[Data entries]
______

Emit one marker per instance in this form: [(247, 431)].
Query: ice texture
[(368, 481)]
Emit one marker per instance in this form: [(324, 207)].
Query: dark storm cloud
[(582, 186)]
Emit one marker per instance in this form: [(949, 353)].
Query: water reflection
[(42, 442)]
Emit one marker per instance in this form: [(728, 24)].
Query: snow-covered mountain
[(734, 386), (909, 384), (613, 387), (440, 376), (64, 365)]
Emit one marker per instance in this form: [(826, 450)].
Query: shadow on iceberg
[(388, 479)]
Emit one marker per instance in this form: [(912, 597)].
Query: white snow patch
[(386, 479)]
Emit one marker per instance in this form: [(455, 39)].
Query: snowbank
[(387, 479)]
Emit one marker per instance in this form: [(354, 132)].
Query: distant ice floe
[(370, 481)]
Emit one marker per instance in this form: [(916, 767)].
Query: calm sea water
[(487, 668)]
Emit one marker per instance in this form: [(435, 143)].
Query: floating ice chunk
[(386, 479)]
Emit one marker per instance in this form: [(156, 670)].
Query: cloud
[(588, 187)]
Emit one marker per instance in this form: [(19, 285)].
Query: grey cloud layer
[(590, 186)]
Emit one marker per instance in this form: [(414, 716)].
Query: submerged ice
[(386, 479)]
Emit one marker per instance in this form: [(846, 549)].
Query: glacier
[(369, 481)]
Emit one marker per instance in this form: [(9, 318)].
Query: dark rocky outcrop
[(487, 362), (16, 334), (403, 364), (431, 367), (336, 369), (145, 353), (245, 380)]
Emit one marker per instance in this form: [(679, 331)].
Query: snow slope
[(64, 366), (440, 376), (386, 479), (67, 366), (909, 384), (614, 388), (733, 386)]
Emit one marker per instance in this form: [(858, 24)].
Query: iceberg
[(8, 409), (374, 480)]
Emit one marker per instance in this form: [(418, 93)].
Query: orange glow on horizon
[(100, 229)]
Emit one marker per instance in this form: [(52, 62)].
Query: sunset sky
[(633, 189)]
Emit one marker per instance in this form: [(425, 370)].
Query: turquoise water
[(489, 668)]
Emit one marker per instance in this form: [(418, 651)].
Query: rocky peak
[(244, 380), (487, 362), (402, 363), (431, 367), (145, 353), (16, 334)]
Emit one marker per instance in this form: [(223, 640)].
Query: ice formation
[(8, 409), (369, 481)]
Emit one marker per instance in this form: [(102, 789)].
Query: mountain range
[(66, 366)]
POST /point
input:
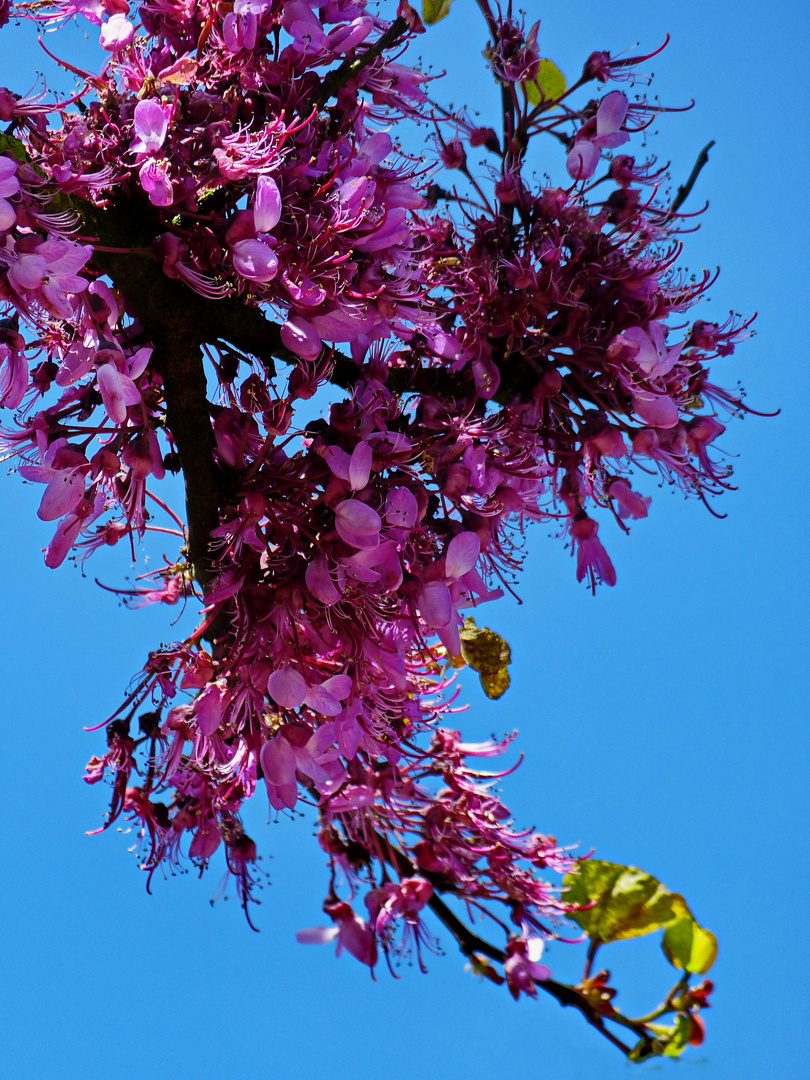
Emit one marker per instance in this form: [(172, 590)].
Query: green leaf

______

● AIM
Rewrite the lines from the one containing "Emit one marker per instance in this form: [(102, 789)]." through the end of the data entries, switching "Query" to "Prompt" wherever it occurs and leaving everything else unchanged. Leave the pictures out of your answer.

● FULL ANSWER
Emit one marker per instance in this form: [(102, 789)].
Prompt: mountain range
[(66, 366)]
POST /point
input:
Emit one marker per instance in this form: [(172, 590)].
Prompt: green leaf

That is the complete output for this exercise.